## [Text excerpt]
"""
405 TLB miss reduction

Matt Porter mporter at kernel.crashing.org
Fri Dec 12 04:45:05 EST 2003

On Thu, Dec 11, 2003 at 10:06:32AM +0100, Wolfgang Grandegger wrote:
> On 12/10/2003 05:03 PM Matt Porter wrote:
> > David Gibson and Paul M. implemented large TLB kernel lowmem
> > support in 2.5/2.6 for 405.  It allows for large TLB entries
> > to be loaded on kernel lowmem TLB misses.  This is better than
> > the CONFIG_PIN_TLB since it works for all of your kernel lowmem
> > system memory rather than the fixed amount of memory that
> > CONFIG_PIN_TLB covers.
> Ah, I will have a look to 2.5/2.6. Is there a backport for 2.4?


> > I've been thinking about enabling a variant of Andi Kleen's patch
> > to allow modules to be loaded into kernel lowmem space instead of
> > vmalloc space (to avoid the performance penalty of modular drivers).
> > This takes advantage of the large kernel lowmem 405 support above
> > and on 440 all kernel lowmem is in a pinned tlb for architectural
> > reasons.
"""
## [Instruction 1]
Output the rows verbatim, starting at the line that contains "Highlight stone edging." and ending after the final line of the rows.

## [Data shown]
"""
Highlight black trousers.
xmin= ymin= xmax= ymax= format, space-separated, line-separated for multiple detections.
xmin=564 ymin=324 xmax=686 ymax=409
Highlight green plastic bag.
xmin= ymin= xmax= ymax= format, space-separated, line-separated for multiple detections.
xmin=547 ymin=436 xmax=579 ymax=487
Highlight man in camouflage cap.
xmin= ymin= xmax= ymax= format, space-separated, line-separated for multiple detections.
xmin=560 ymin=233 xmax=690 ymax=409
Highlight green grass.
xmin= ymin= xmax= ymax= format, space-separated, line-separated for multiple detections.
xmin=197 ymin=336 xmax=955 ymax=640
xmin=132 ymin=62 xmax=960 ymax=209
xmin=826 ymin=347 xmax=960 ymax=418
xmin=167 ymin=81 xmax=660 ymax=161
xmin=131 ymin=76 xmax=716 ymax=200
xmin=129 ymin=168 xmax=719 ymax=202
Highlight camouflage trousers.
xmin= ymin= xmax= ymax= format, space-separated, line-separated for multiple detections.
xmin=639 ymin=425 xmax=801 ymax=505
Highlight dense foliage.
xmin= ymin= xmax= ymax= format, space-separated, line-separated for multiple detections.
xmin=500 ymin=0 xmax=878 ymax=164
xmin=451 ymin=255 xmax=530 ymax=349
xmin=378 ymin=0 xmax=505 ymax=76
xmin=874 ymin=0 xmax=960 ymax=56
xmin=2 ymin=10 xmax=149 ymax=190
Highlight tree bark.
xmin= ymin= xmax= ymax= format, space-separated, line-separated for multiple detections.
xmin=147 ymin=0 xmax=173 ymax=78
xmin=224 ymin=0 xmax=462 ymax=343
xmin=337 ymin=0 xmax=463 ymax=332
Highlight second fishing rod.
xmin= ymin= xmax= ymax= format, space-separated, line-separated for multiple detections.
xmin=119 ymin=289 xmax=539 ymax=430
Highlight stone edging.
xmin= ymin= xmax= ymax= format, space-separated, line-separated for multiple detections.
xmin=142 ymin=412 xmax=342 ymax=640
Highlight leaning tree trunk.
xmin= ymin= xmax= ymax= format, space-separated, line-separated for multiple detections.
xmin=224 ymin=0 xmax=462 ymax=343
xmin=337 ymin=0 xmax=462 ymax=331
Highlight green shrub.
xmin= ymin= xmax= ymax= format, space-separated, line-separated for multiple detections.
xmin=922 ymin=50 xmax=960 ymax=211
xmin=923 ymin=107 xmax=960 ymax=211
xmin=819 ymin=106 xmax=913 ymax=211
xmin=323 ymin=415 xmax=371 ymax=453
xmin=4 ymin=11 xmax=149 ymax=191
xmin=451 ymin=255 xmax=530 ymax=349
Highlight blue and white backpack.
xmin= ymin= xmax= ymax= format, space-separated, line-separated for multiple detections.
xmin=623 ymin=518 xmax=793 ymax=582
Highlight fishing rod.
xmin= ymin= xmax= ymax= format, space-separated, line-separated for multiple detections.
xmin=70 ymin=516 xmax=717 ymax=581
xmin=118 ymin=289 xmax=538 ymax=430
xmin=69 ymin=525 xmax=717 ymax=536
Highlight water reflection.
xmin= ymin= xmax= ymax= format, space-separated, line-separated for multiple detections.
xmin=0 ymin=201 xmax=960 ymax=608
"""
## [Instruction 2]
Return the passage from the TLB miss post word for word, starting at the words "On Thu, Dec" and ending after "backport for 2.4?".

## [Written response 1]
Highlight stone edging.
xmin= ymin= xmax= ymax= format, space-separated, line-separated for multiple detections.
xmin=142 ymin=412 xmax=342 ymax=640
Highlight leaning tree trunk.
xmin= ymin= xmax= ymax= format, space-separated, line-separated for multiple detections.
xmin=224 ymin=0 xmax=462 ymax=343
xmin=337 ymin=0 xmax=462 ymax=331
Highlight green shrub.
xmin= ymin= xmax= ymax= format, space-separated, line-separated for multiple detections.
xmin=922 ymin=50 xmax=960 ymax=211
xmin=923 ymin=107 xmax=960 ymax=211
xmin=819 ymin=106 xmax=913 ymax=211
xmin=323 ymin=415 xmax=371 ymax=453
xmin=4 ymin=11 xmax=149 ymax=191
xmin=451 ymin=255 xmax=530 ymax=349
Highlight blue and white backpack.
xmin= ymin= xmax= ymax= format, space-separated, line-separated for multiple detections.
xmin=623 ymin=518 xmax=793 ymax=582
Highlight fishing rod.
xmin= ymin= xmax= ymax= format, space-separated, line-separated for multiple detections.
xmin=70 ymin=516 xmax=717 ymax=581
xmin=118 ymin=289 xmax=538 ymax=430
xmin=69 ymin=525 xmax=717 ymax=536
Highlight water reflection.
xmin= ymin= xmax= ymax= format, space-separated, line-separated for multiple detections.
xmin=0 ymin=201 xmax=960 ymax=608

## [Written response 2]
On Thu, Dec 11, 2003 at 10:06:32AM +0100, Wolfgang Grandegger wrote:
> On 12/10/2003 05:03 PM Matt Porter wrote:
> > David Gibson and Paul M. implemented large TLB kernel lowmem
> > support in 2.5/2.6 for 405.  It allows for large TLB entries
> > to be loaded on kernel lowmem TLB misses.  This is better than
> > the CONFIG_PIN_TLB since it works for all of your kernel lowmem
> > system memory rather than the fixed amount of memory that
> > CONFIG_PIN_TLB covers.
> Ah, I will have a look to 2.5/2.6. Is there a backport for 2.4?